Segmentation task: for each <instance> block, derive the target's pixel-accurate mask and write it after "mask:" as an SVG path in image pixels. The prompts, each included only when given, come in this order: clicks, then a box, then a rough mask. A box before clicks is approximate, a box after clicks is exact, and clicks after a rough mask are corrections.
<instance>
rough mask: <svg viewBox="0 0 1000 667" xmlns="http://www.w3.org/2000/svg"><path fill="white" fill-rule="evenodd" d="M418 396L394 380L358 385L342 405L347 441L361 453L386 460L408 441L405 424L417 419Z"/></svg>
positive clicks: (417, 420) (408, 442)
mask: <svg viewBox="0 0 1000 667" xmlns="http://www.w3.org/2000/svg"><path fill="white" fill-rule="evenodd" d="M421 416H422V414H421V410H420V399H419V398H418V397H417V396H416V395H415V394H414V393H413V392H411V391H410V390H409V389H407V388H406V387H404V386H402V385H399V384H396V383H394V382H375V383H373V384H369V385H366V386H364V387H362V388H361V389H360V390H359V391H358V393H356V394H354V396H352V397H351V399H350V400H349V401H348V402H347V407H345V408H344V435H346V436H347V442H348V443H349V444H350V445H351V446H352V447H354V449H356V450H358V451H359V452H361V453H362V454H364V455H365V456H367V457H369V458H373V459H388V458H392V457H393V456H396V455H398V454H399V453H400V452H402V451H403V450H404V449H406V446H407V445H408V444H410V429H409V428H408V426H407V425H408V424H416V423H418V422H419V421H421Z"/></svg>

YOUR GOAL -
An exact reproduction of all the records is needed.

ANSWER BELOW -
Segmentation task: for each <instance> block, derive the target's pixel-accurate mask and write it after "mask:" as an SVG path in image pixels. The prompts, each included only when given, come in this order: clicks, then a box, then a rough mask. A box before clicks is approximate, a box after clicks is exact, and clicks after a rough mask are corrections.
<instance>
rough mask: <svg viewBox="0 0 1000 667" xmlns="http://www.w3.org/2000/svg"><path fill="white" fill-rule="evenodd" d="M418 396L394 380L358 385L342 405L347 441L361 453L386 460L408 441L405 424L417 419Z"/></svg>
positive clicks: (417, 420) (408, 442)
mask: <svg viewBox="0 0 1000 667" xmlns="http://www.w3.org/2000/svg"><path fill="white" fill-rule="evenodd" d="M421 416H422V414H421V410H420V399H419V398H418V397H417V396H416V395H415V394H414V393H413V392H411V391H410V390H409V389H407V388H406V387H404V386H402V385H399V384H396V383H394V382H375V383H373V384H369V385H366V386H364V387H362V388H361V389H360V390H359V391H358V393H356V394H354V396H352V397H351V399H350V400H349V401H348V402H347V407H345V408H344V435H346V436H347V442H348V443H349V444H350V445H351V446H352V447H354V449H356V450H358V451H359V452H361V453H362V454H364V455H365V456H367V457H369V458H373V459H388V458H392V457H393V456H396V455H398V454H399V453H400V452H402V451H403V450H404V449H406V446H407V445H408V444H410V429H409V428H408V426H407V425H408V424H416V423H418V422H419V421H421Z"/></svg>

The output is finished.